Parquet
Apache Parquet is a column-oriented binary storage format optimized for analytical workloads. Originally developed within the Apache Hadoop ecosystem, Parquet provides efficient compression and encoding schemes for large-scale data processing.
Binary Layout
Section | Internal Name | Description | Possible Values / Format |
---|---|---|---|
File Header | magic | 4-byte magic number identifying Parquet files | ASCII: PAR1 (hex: 50 41 52 31 ) |
Row Group | row_group_metadata | Metadata for each row group | Contains column chunk metadata and statistics |
column_chunk | Data for each column in the row group | Compressed and encoded column data | |
File Footer | metadata | File-level metadata including schema and row groups | Thrift-encoded metadata structure |
metadata_length | Length of metadata section | 4-byte little-endian integer | |
magic | Footer magic number | ASCII: PAR1 (hex: 50 41 52 31 ) |
Column Storage Example
Row-based storage (traditional):
id,name,last_name,age
1,John,Buck,35
2,Jane,Doe,27
3,Joe,Dane,42
Column-based Storage (Parquet):
id: [1, 2, 3]
name: [John, Jane, Joe]
last_name: [Buck, Doe, Dane]
age: [35, 27, 42]
Encoding Types
Encoding | Internal Name | Description | Use Case |
---|---|---|---|
Plain | PLAIN | No encoding applied | Small datasets or unsorted data |
Dictionary | PLAIN_DICTIONARY | Values replaced with dictionary indices | Repeated string values |
Run Length | RLE | Consecutive identical values compressed | Sparse or repetitive data |
Bit Packing | BIT_PACKED | Pack values using minimum required bits | Boolean or small integer ranges |
Delta | DELTA_BINARY_PACKED | Store differences between consecutive values | Sorted numerical data |
Compression Codecs
Codec | Description | Best For |
---|---|---|
UNCOMPRESSED | No compression applied | Testing or very small files |
SNAPPY | Fast compression/decompression | General-purpose, balanced performance |
GZIP | Higher compression ratio | Storage-constrained environments |
LZO | Fast decompression | Read-heavy workloads |
BROTLI | Modern compression algorithm | High compression ratio needs |
LZ4 | Extremely fast compression | Low-latency applications |

▬▬▬

■ **Task to complete**
Please list the internal names of all the encoding types given in the Parquet overview above.

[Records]
▬▬▬

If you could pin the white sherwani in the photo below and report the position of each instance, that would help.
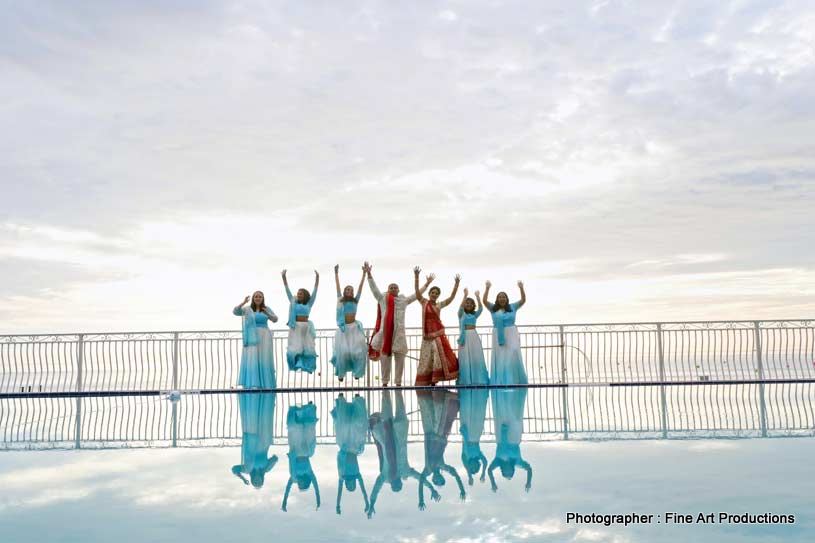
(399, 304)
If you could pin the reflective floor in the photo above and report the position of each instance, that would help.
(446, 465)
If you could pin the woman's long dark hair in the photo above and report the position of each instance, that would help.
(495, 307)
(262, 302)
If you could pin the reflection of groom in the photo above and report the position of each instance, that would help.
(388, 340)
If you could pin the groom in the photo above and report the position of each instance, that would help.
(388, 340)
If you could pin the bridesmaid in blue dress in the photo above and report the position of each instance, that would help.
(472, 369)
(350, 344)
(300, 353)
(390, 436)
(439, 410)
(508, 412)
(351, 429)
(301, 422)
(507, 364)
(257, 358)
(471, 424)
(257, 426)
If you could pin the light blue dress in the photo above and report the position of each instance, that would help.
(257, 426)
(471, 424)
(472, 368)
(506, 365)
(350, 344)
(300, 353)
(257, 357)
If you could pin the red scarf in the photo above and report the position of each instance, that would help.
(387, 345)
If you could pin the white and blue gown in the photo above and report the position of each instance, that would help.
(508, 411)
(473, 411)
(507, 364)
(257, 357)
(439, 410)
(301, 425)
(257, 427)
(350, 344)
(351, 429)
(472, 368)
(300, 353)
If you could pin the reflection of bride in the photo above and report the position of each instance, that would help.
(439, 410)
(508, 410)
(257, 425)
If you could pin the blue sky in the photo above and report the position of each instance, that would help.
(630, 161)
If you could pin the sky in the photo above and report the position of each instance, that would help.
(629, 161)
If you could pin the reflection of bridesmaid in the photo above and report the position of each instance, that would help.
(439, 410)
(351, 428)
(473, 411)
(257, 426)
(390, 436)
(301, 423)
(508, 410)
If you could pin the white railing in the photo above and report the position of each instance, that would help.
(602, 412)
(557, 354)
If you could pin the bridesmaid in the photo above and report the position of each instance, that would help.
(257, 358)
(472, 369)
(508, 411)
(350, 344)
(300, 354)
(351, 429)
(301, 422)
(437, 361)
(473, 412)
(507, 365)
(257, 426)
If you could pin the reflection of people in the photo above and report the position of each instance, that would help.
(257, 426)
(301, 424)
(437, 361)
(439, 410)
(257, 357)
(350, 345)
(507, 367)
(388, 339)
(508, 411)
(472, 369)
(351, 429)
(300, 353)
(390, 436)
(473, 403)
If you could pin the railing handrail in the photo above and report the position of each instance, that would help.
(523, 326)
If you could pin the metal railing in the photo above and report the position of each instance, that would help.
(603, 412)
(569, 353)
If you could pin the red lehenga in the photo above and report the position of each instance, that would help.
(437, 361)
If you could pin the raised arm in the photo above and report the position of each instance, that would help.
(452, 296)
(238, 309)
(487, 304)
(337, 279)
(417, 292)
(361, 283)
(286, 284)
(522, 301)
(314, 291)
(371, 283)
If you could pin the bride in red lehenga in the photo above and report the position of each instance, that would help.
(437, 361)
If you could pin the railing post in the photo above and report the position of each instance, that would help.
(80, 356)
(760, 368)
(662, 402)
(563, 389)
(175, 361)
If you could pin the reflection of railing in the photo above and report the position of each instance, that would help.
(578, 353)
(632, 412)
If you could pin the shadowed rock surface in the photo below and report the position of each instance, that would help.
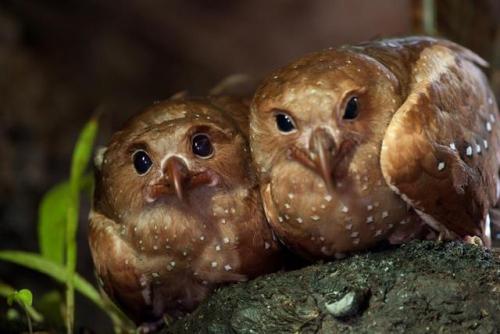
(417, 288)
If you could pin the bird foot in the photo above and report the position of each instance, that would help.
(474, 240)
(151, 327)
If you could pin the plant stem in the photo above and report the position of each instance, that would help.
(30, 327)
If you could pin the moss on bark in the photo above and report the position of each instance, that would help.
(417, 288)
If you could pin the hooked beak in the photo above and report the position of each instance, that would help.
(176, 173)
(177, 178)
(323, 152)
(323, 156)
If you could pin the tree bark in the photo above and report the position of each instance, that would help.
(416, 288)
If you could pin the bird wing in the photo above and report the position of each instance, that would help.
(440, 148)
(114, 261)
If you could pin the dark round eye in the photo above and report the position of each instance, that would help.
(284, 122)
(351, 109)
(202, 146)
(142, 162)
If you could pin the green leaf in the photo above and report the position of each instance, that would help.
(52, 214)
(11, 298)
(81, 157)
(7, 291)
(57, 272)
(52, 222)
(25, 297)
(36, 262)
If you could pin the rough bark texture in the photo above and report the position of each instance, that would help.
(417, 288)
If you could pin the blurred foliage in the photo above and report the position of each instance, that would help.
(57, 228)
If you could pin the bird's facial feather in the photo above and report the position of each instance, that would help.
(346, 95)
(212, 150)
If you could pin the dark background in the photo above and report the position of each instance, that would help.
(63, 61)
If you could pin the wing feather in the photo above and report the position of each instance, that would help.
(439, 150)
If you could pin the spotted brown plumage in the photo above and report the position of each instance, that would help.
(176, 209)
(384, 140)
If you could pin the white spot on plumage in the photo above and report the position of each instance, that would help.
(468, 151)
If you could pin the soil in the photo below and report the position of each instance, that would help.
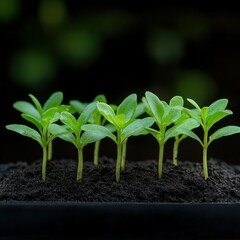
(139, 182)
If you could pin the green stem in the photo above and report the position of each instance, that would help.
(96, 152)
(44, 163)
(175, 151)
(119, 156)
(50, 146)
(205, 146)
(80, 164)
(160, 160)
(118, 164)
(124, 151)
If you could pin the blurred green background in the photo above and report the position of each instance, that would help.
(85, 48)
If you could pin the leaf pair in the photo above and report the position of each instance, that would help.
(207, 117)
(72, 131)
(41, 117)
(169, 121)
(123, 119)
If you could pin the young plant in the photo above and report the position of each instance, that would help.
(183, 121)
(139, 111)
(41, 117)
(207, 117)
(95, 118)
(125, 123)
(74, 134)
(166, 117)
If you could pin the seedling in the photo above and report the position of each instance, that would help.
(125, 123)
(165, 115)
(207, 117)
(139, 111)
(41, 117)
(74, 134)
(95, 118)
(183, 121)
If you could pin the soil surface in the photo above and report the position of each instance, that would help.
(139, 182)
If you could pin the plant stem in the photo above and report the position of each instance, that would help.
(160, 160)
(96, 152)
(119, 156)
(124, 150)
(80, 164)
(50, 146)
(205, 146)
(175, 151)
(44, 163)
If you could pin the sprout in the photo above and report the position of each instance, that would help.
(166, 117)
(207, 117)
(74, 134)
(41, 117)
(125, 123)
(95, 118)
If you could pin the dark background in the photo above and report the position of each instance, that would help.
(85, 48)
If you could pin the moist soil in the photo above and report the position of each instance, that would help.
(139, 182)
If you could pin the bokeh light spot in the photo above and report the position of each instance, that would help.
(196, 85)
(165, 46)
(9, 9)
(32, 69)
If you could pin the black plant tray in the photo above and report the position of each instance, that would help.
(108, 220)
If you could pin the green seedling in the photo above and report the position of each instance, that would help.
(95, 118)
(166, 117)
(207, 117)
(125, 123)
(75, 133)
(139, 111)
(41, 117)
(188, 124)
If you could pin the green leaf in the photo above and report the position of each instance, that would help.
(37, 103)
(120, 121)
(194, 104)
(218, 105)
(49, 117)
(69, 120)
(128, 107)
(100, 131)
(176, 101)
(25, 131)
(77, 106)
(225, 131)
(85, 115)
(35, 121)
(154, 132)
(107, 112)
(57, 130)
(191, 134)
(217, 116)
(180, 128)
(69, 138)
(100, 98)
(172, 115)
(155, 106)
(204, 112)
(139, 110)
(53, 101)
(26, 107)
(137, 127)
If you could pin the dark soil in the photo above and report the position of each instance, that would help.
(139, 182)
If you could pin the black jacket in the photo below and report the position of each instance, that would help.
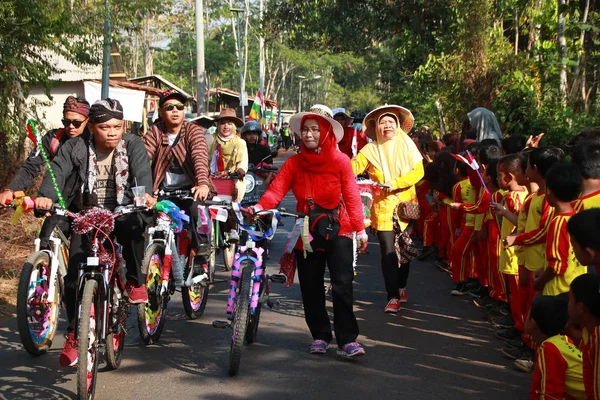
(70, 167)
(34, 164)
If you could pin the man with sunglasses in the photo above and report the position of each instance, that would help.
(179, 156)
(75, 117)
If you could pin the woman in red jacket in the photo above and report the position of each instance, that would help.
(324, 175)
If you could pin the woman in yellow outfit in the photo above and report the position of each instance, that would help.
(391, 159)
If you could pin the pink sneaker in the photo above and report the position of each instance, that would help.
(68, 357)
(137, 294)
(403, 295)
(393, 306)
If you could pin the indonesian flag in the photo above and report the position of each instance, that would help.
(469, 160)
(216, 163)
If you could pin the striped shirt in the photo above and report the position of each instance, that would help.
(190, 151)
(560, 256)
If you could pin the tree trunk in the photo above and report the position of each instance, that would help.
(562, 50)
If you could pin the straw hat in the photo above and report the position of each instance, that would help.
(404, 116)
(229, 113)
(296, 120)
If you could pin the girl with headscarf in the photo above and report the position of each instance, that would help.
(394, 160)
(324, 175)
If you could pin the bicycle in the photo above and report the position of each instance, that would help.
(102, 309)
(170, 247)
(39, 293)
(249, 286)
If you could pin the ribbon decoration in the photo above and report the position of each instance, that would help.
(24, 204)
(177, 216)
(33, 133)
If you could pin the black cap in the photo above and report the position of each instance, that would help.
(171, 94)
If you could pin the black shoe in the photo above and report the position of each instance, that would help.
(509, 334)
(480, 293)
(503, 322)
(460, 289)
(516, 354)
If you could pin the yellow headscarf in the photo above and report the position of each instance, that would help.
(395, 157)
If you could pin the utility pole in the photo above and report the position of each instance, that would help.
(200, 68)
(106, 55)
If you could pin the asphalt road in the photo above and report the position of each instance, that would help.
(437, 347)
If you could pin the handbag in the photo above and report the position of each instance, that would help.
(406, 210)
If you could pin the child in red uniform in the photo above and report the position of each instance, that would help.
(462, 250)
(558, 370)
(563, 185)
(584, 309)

▬▬▬

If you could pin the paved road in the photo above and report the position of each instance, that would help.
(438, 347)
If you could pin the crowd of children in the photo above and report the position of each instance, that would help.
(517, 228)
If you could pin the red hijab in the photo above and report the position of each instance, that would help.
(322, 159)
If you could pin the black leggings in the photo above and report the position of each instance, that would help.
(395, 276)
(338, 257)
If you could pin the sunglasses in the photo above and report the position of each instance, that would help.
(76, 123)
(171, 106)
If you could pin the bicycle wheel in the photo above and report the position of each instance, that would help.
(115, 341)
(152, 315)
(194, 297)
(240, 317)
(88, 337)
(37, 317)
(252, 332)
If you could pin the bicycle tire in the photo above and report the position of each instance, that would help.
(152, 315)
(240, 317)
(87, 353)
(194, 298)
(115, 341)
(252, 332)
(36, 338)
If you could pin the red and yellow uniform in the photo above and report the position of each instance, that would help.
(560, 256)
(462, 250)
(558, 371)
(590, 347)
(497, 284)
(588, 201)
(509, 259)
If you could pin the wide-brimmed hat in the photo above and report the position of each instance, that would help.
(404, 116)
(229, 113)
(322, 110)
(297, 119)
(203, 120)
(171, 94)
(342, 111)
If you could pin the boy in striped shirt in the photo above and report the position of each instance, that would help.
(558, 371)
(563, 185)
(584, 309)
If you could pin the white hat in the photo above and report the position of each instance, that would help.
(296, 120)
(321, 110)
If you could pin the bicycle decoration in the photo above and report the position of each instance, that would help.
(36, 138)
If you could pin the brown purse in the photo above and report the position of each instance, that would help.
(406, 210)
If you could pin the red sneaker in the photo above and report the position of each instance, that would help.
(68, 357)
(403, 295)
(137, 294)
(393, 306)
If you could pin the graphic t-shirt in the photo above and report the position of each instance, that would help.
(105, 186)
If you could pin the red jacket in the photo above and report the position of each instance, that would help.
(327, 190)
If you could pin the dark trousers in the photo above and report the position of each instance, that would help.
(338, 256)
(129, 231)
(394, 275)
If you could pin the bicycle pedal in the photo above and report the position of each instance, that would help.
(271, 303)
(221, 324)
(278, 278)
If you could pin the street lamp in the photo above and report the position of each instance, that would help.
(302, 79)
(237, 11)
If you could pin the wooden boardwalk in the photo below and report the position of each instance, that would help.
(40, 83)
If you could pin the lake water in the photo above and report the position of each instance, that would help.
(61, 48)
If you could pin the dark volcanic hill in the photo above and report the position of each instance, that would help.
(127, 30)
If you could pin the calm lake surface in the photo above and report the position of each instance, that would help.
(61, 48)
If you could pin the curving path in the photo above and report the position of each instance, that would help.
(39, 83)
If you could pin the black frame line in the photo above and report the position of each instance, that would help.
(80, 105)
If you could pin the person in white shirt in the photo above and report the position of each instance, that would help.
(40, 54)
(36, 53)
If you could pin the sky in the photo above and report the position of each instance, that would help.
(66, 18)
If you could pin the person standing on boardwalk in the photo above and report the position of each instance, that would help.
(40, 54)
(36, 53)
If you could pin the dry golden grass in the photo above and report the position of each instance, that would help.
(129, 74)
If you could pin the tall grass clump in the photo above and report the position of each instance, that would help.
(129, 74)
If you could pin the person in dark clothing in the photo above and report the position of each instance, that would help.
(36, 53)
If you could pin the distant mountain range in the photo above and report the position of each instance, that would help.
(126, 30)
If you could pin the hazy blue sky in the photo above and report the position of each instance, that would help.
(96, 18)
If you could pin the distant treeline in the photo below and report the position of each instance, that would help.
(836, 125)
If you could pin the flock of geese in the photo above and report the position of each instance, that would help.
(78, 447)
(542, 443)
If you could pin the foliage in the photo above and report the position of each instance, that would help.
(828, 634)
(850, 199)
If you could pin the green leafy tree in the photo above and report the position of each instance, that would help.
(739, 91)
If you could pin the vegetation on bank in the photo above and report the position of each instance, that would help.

▬▬▬

■ **Right answer**
PLAIN, PLAIN_DICTIONARY, RLE, BIT_PACKED, DELTA_BINARY_PACKED